++++ SUPPLIED TEXT ++++

It is now silent; but, picking it up, he approaches the incredulous gentleman, and, begging him to place his ear close to the drum, orders it to begin beating. This it does in the most deafening manner, much to the mortification of the listener.

The performer then carries it back to and off the stage, the drumming still continuing.

From what I have already said, my readers partly understand the trick; but there is still a great deal to explain.

Inside the drum is an arrangement of clock-work very similar to a common clock alarum, placed so that, when it is set in motion, the hammer will just touch the head of the drum.

Over the pallet of the alarum is fixed a lever working on a pivot; one end of this lever is made to press against the pallet by means of a spring, and to the other end is fastened a small piece of iron. Directly under this iron piece is placed an electro-magnet, the wires of which lead outside the drum. The cords by which the drum is held, and which appear to be merely silken ones, are, in fact, insulated wires, which lead from the battery, which is behind the stage. Now, if these wires are connected with the wires of the magnet which is inside the drum, and the battery be set in action, the magnet will attract the piece of iron which is opposite it, the lever will be raised, the pallet of the alarum set at liberty, the clock-work commence running, and the drum begin to play.

To stop it, the assistant who works the battery has only to break the connection, when, of course, the lever will fall again on the pallets, the clock-work stop, and the drum cease to beat. So much for the electrical part. There is also a connection from the outside of the drum, by which the lever which holds the pallet is raised; and it is in this way, by merely pressing with the fingers, that the drum is set beating, when disconnected from the wires and carried through the house.

Some magicians, when exhibiting this trick, have a drummer under the stage, who keeps time with his drum to the music of a piano, whilst the drum, which is hanging from the ceiling in full view of the audience, merely beats a sort of reveille.

There are a number of electrical tricks, but in all of them an electro-magnet is the motive power; amongst the best of them are The Crystal Casket, The Wonderful Clock, The Obedient Bell, The Patent Fire-arm, and The Electrical Tripod. This last, I believe, is only exhibited by one magician,—Mr. Wiseman,—and was, I understand, made by the Messrs. Chester, the electrical and telegraph instrument-makers, of New York, from designs furnished by him.


The following little card trick, though extremely simple, has a very mysterious appearance, and, when shown before a circle of friends, will at once establish the performer’s reputation as a great “prestidigitateur.”

++++ GIVEN INFORMATION ++++

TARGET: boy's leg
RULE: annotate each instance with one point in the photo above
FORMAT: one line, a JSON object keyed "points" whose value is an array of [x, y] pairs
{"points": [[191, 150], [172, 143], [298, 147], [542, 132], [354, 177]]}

++++

**WHAT NEEDS TO BE DONE**
From the drum trick passage above, set down word for word the part that opens with "From what I" and closes with "of the drum.".

**FINAL RESULT**
From what I have already said, my readers partly understand the trick; but there is still a great deal to explain.

Inside the drum is an arrangement of clock-work very similar to a common clock alarum, placed so that, when it is set in motion, the hammer will just touch the head of the drum.